Textabschnitt:

# # # # #

Zeichnung: Denis Metz (Foto: Denis Metz)

"Wider die Natur" vom 11./12. November:

Nicht nur unwirtliche Städte

Autor Stefan Klein trifft den Nagel auf den Kopf: Uckermark ist überall, wo industrialisierte Landwirtschaft regiert. Zumal wo aus Landwirten auch noch Energiewirte geworden sind. Alexander Mitscherlich würde heute wohl nicht mehr nur die Unwirtlichkeit der Städte beklagen. Noch tragischer ist, dass nun auch die agrarisch genutzten Landschaften drumherum nicht nur die Kleinlebewelt, sondern jeglichen Charme, auch jeglichen Erholungswert verlieren. Das Landschaftsbild, die Landschaftsästhetik: Sie gelten halt nur mehr als "weiche Kriterien", leicht auszuhebeln bei jeder Ausweisung von Flächen für Windenergieanlagen, Fotovoltaikfelder und für die Biogasanlage. Es rächt sich jetzt, dass Heimat-, Landschafts- und Artenschutz selbst nach Ansicht der Umweltverbände gegenüber dem (Totschlag-)Argument des Klimaschutzes zurückzutreten haben. All dies, ohne dass sich unsere CO₂-Bilanz spürbar hätte verbessern lassen. Mit Heimatministerien allein wird sich die fortschreitende Landschaftszerstörung nicht ausbremsen lassen. Wolf Hockenjos, Donaueschingen

Verunreinigte Quelle

Auch wir wohnen auf dem Land, etwa einen Kilometer vom nächsten Dorf entfernt auf einer Waldlichtung im Ostalbkreis, in einem alten Bauernhaus mit eigener Quelle. Die Beobachtungen von Stefan Klein kann ich nur bestätigen. Zum Rückgang der Vogelwelt gehören auch die Nachtvögel, die Eulen und Käuzchen, die wir früher rufen hörten. Und das Unhörbare und Unsichtbare: das Wasser. Unsere Quelle hat seit drei Jahren einen so hohen Nitratgehalt, dass wir viel Geld dafür ausgeben müssen, die Verunreinigung von einer speziellen Firma beheben zu lassen. Das bedeutet doch, dass wir mit unseren Steuergeldern wenigstens doppelt für eine völlig falsche Agrarpolitik bezahlen.

# # # # #

Aufgabenstellung a: Sammle aus den Datensätzen unten jede Zeile, in der das Wort „roof“ vorkommt, und gib diese Zeilen unverändert wieder.

# # # # #

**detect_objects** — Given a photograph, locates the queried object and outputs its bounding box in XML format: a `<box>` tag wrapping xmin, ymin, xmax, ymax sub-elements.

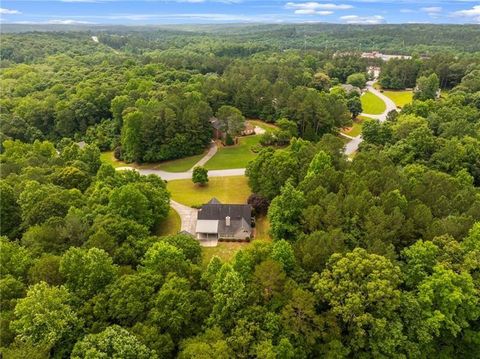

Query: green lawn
<box><xmin>247</xmin><ymin>119</ymin><xmax>278</xmax><ymax>130</ymax></box>
<box><xmin>383</xmin><ymin>91</ymin><xmax>413</xmax><ymax>107</ymax></box>
<box><xmin>255</xmin><ymin>216</ymin><xmax>272</xmax><ymax>241</ymax></box>
<box><xmin>155</xmin><ymin>153</ymin><xmax>205</xmax><ymax>172</ymax></box>
<box><xmin>205</xmin><ymin>135</ymin><xmax>260</xmax><ymax>170</ymax></box>
<box><xmin>100</xmin><ymin>151</ymin><xmax>205</xmax><ymax>172</ymax></box>
<box><xmin>360</xmin><ymin>92</ymin><xmax>386</xmax><ymax>115</ymax></box>
<box><xmin>202</xmin><ymin>242</ymin><xmax>250</xmax><ymax>267</ymax></box>
<box><xmin>155</xmin><ymin>208</ymin><xmax>182</xmax><ymax>236</ymax></box>
<box><xmin>167</xmin><ymin>176</ymin><xmax>251</xmax><ymax>206</ymax></box>
<box><xmin>342</xmin><ymin>117</ymin><xmax>363</xmax><ymax>137</ymax></box>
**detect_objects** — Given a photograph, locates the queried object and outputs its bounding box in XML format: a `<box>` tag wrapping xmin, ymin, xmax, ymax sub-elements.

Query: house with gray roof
<box><xmin>195</xmin><ymin>198</ymin><xmax>252</xmax><ymax>241</ymax></box>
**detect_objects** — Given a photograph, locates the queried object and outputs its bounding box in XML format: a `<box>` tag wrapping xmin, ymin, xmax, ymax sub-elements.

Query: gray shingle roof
<box><xmin>198</xmin><ymin>203</ymin><xmax>252</xmax><ymax>223</ymax></box>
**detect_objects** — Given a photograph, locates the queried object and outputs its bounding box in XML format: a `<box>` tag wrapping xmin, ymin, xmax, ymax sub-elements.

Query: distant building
<box><xmin>362</xmin><ymin>51</ymin><xmax>412</xmax><ymax>61</ymax></box>
<box><xmin>340</xmin><ymin>84</ymin><xmax>362</xmax><ymax>94</ymax></box>
<box><xmin>195</xmin><ymin>198</ymin><xmax>252</xmax><ymax>241</ymax></box>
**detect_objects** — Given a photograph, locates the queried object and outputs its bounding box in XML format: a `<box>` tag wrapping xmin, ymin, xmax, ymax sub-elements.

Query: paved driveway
<box><xmin>345</xmin><ymin>81</ymin><xmax>397</xmax><ymax>156</ymax></box>
<box><xmin>170</xmin><ymin>200</ymin><xmax>198</xmax><ymax>235</ymax></box>
<box><xmin>117</xmin><ymin>166</ymin><xmax>245</xmax><ymax>181</ymax></box>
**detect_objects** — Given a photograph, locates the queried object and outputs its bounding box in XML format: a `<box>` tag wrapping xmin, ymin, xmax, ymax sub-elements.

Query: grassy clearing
<box><xmin>205</xmin><ymin>135</ymin><xmax>260</xmax><ymax>170</ymax></box>
<box><xmin>247</xmin><ymin>119</ymin><xmax>278</xmax><ymax>130</ymax></box>
<box><xmin>155</xmin><ymin>153</ymin><xmax>205</xmax><ymax>172</ymax></box>
<box><xmin>255</xmin><ymin>216</ymin><xmax>272</xmax><ymax>241</ymax></box>
<box><xmin>167</xmin><ymin>176</ymin><xmax>251</xmax><ymax>206</ymax></box>
<box><xmin>342</xmin><ymin>117</ymin><xmax>363</xmax><ymax>137</ymax></box>
<box><xmin>202</xmin><ymin>242</ymin><xmax>250</xmax><ymax>267</ymax></box>
<box><xmin>360</xmin><ymin>92</ymin><xmax>386</xmax><ymax>115</ymax></box>
<box><xmin>155</xmin><ymin>208</ymin><xmax>182</xmax><ymax>236</ymax></box>
<box><xmin>100</xmin><ymin>151</ymin><xmax>206</xmax><ymax>172</ymax></box>
<box><xmin>383</xmin><ymin>91</ymin><xmax>413</xmax><ymax>107</ymax></box>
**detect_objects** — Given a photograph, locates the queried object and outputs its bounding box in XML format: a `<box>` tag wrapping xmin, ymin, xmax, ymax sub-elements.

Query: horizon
<box><xmin>0</xmin><ymin>0</ymin><xmax>480</xmax><ymax>26</ymax></box>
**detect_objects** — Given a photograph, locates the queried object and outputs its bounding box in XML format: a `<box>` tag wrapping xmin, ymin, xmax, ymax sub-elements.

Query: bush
<box><xmin>192</xmin><ymin>166</ymin><xmax>208</xmax><ymax>186</ymax></box>
<box><xmin>225</xmin><ymin>133</ymin><xmax>235</xmax><ymax>146</ymax></box>
<box><xmin>113</xmin><ymin>146</ymin><xmax>123</xmax><ymax>161</ymax></box>
<box><xmin>247</xmin><ymin>193</ymin><xmax>270</xmax><ymax>216</ymax></box>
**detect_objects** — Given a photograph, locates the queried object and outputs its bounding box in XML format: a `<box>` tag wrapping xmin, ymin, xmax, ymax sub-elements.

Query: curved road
<box><xmin>117</xmin><ymin>90</ymin><xmax>397</xmax><ymax>236</ymax></box>
<box><xmin>342</xmin><ymin>81</ymin><xmax>397</xmax><ymax>156</ymax></box>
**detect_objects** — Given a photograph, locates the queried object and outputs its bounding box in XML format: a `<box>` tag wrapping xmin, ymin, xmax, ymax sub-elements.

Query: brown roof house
<box><xmin>195</xmin><ymin>198</ymin><xmax>252</xmax><ymax>246</ymax></box>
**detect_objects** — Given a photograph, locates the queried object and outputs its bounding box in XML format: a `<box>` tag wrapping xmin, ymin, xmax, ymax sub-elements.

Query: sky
<box><xmin>0</xmin><ymin>0</ymin><xmax>480</xmax><ymax>25</ymax></box>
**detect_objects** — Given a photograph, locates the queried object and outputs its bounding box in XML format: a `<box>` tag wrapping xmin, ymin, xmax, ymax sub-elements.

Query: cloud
<box><xmin>294</xmin><ymin>9</ymin><xmax>333</xmax><ymax>16</ymax></box>
<box><xmin>340</xmin><ymin>15</ymin><xmax>385</xmax><ymax>25</ymax></box>
<box><xmin>420</xmin><ymin>6</ymin><xmax>442</xmax><ymax>13</ymax></box>
<box><xmin>453</xmin><ymin>5</ymin><xmax>480</xmax><ymax>23</ymax></box>
<box><xmin>420</xmin><ymin>6</ymin><xmax>443</xmax><ymax>18</ymax></box>
<box><xmin>285</xmin><ymin>1</ymin><xmax>353</xmax><ymax>14</ymax></box>
<box><xmin>45</xmin><ymin>19</ymin><xmax>93</xmax><ymax>25</ymax></box>
<box><xmin>0</xmin><ymin>7</ymin><xmax>21</xmax><ymax>15</ymax></box>
<box><xmin>60</xmin><ymin>0</ymin><xmax>100</xmax><ymax>3</ymax></box>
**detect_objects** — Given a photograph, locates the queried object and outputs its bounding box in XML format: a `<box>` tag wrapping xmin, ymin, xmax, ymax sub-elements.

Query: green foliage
<box><xmin>10</xmin><ymin>282</ymin><xmax>81</xmax><ymax>348</ymax></box>
<box><xmin>72</xmin><ymin>325</ymin><xmax>157</xmax><ymax>359</ymax></box>
<box><xmin>162</xmin><ymin>233</ymin><xmax>202</xmax><ymax>264</ymax></box>
<box><xmin>268</xmin><ymin>182</ymin><xmax>305</xmax><ymax>240</ymax></box>
<box><xmin>312</xmin><ymin>249</ymin><xmax>403</xmax><ymax>355</ymax></box>
<box><xmin>0</xmin><ymin>180</ymin><xmax>21</xmax><ymax>237</ymax></box>
<box><xmin>347</xmin><ymin>72</ymin><xmax>367</xmax><ymax>89</ymax></box>
<box><xmin>0</xmin><ymin>237</ymin><xmax>32</xmax><ymax>278</ymax></box>
<box><xmin>60</xmin><ymin>248</ymin><xmax>117</xmax><ymax>299</ymax></box>
<box><xmin>0</xmin><ymin>28</ymin><xmax>480</xmax><ymax>359</ymax></box>
<box><xmin>215</xmin><ymin>106</ymin><xmax>245</xmax><ymax>138</ymax></box>
<box><xmin>141</xmin><ymin>242</ymin><xmax>188</xmax><ymax>275</ymax></box>
<box><xmin>192</xmin><ymin>166</ymin><xmax>208</xmax><ymax>186</ymax></box>
<box><xmin>413</xmin><ymin>74</ymin><xmax>440</xmax><ymax>101</ymax></box>
<box><xmin>109</xmin><ymin>183</ymin><xmax>169</xmax><ymax>228</ymax></box>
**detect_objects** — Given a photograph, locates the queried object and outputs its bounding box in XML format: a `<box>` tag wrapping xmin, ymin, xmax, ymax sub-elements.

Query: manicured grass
<box><xmin>247</xmin><ymin>119</ymin><xmax>278</xmax><ymax>130</ymax></box>
<box><xmin>100</xmin><ymin>151</ymin><xmax>206</xmax><ymax>172</ymax></box>
<box><xmin>342</xmin><ymin>118</ymin><xmax>363</xmax><ymax>137</ymax></box>
<box><xmin>202</xmin><ymin>242</ymin><xmax>250</xmax><ymax>267</ymax></box>
<box><xmin>205</xmin><ymin>135</ymin><xmax>260</xmax><ymax>170</ymax></box>
<box><xmin>155</xmin><ymin>153</ymin><xmax>205</xmax><ymax>172</ymax></box>
<box><xmin>360</xmin><ymin>92</ymin><xmax>386</xmax><ymax>115</ymax></box>
<box><xmin>167</xmin><ymin>176</ymin><xmax>251</xmax><ymax>206</ymax></box>
<box><xmin>383</xmin><ymin>91</ymin><xmax>413</xmax><ymax>107</ymax></box>
<box><xmin>155</xmin><ymin>208</ymin><xmax>182</xmax><ymax>236</ymax></box>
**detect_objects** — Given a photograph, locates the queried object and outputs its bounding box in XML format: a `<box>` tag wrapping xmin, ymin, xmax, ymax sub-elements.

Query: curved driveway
<box><xmin>342</xmin><ymin>81</ymin><xmax>397</xmax><ymax>156</ymax></box>
<box><xmin>117</xmin><ymin>167</ymin><xmax>245</xmax><ymax>181</ymax></box>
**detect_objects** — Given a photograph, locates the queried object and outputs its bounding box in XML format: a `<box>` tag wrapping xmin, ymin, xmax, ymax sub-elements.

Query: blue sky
<box><xmin>0</xmin><ymin>0</ymin><xmax>480</xmax><ymax>25</ymax></box>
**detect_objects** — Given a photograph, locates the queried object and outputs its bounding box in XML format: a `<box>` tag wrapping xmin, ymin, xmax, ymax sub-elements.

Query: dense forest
<box><xmin>0</xmin><ymin>25</ymin><xmax>480</xmax><ymax>359</ymax></box>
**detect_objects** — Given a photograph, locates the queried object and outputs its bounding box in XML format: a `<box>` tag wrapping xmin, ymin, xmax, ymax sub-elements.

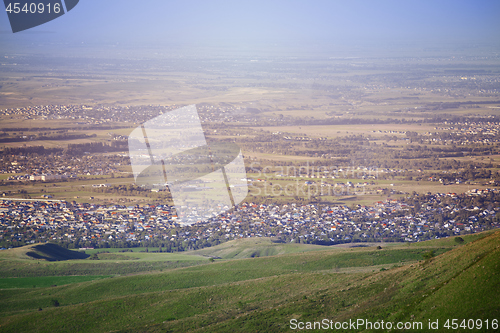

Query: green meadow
<box><xmin>0</xmin><ymin>231</ymin><xmax>500</xmax><ymax>332</ymax></box>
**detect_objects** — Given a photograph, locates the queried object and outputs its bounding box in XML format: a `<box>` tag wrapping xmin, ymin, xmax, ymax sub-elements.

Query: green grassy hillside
<box><xmin>190</xmin><ymin>237</ymin><xmax>336</xmax><ymax>259</ymax></box>
<box><xmin>0</xmin><ymin>231</ymin><xmax>500</xmax><ymax>332</ymax></box>
<box><xmin>0</xmin><ymin>243</ymin><xmax>89</xmax><ymax>261</ymax></box>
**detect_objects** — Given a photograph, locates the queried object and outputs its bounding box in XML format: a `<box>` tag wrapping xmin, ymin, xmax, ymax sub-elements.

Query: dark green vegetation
<box><xmin>0</xmin><ymin>231</ymin><xmax>500</xmax><ymax>332</ymax></box>
<box><xmin>26</xmin><ymin>243</ymin><xmax>89</xmax><ymax>261</ymax></box>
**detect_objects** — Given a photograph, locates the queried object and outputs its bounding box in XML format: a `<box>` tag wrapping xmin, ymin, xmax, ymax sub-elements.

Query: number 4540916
<box><xmin>443</xmin><ymin>319</ymin><xmax>498</xmax><ymax>330</ymax></box>
<box><xmin>5</xmin><ymin>2</ymin><xmax>61</xmax><ymax>14</ymax></box>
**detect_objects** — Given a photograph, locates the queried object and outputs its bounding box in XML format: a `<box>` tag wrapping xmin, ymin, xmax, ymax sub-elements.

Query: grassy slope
<box><xmin>0</xmin><ymin>232</ymin><xmax>500</xmax><ymax>332</ymax></box>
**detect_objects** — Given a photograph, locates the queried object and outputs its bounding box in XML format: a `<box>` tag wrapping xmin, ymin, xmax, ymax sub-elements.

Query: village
<box><xmin>0</xmin><ymin>189</ymin><xmax>500</xmax><ymax>252</ymax></box>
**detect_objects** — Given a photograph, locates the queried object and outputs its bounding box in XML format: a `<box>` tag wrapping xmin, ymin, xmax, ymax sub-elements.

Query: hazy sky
<box><xmin>0</xmin><ymin>0</ymin><xmax>500</xmax><ymax>53</ymax></box>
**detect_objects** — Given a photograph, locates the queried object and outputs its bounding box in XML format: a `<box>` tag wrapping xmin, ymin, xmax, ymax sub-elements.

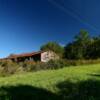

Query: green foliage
<box><xmin>0</xmin><ymin>64</ymin><xmax>100</xmax><ymax>100</ymax></box>
<box><xmin>40</xmin><ymin>42</ymin><xmax>64</xmax><ymax>56</ymax></box>
<box><xmin>64</xmin><ymin>30</ymin><xmax>100</xmax><ymax>60</ymax></box>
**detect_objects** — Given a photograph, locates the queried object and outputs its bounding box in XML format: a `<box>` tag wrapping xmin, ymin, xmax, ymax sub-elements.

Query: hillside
<box><xmin>0</xmin><ymin>64</ymin><xmax>100</xmax><ymax>100</ymax></box>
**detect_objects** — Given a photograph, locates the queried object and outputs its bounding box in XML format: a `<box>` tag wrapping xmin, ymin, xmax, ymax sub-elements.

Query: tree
<box><xmin>40</xmin><ymin>42</ymin><xmax>64</xmax><ymax>57</ymax></box>
<box><xmin>65</xmin><ymin>30</ymin><xmax>90</xmax><ymax>59</ymax></box>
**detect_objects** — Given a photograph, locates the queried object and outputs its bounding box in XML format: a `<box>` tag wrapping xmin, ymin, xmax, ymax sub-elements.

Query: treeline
<box><xmin>41</xmin><ymin>30</ymin><xmax>100</xmax><ymax>60</ymax></box>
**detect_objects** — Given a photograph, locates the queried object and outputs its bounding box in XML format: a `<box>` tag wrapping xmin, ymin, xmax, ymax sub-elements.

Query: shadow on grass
<box><xmin>57</xmin><ymin>80</ymin><xmax>100</xmax><ymax>100</ymax></box>
<box><xmin>0</xmin><ymin>80</ymin><xmax>100</xmax><ymax>100</ymax></box>
<box><xmin>0</xmin><ymin>85</ymin><xmax>61</xmax><ymax>100</ymax></box>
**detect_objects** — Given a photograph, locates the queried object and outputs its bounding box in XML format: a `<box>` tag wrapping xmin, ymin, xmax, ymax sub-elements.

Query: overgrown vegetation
<box><xmin>0</xmin><ymin>64</ymin><xmax>100</xmax><ymax>100</ymax></box>
<box><xmin>0</xmin><ymin>30</ymin><xmax>100</xmax><ymax>76</ymax></box>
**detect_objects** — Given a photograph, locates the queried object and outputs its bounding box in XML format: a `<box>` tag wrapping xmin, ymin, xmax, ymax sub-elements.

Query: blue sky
<box><xmin>0</xmin><ymin>0</ymin><xmax>100</xmax><ymax>57</ymax></box>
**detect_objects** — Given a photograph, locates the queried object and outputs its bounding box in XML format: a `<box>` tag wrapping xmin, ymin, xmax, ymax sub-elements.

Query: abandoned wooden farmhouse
<box><xmin>2</xmin><ymin>51</ymin><xmax>59</xmax><ymax>62</ymax></box>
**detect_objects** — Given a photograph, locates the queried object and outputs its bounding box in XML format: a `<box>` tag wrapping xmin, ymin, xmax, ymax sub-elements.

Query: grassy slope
<box><xmin>0</xmin><ymin>64</ymin><xmax>100</xmax><ymax>100</ymax></box>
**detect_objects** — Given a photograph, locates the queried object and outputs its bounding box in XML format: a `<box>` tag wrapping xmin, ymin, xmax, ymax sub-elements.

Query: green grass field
<box><xmin>0</xmin><ymin>64</ymin><xmax>100</xmax><ymax>100</ymax></box>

# # # # #

Aufgabenstellung b: Prüfe bitte, ob die folgenden Aussagen mit dem Textabschnitt übereinstimmen, und belege jede Antwort mit Ja oder Nein samt den entscheidenden Worten aus dem Textabschnitt als wörtlichem Zitat: (i) Die Quelle am alten Bauernhaus hat seit drei Jahren einen hohen Nitratgehalt. (ii) Die CO₂-Bilanz hat sich spürbar verbessert. (iii) Das Bauernhaus liegt etwa fünf Kilometer vom nächsten Dorf entfernt.

Ergebnis a:
Query: house with gray roof
Query: gray shingle roof
Query: brown roof house

Ergebnis b:
(i) Ja: „Unsere Quelle hat seit drei Jahren einen so hohen Nitratgehalt“
(ii) Nein: „ohne dass sich unsere CO₂-Bilanz spürbar hätte verbessern lassen“
(iii) Nein: „etwa einen Kilometer vom nächsten Dorf entfernt“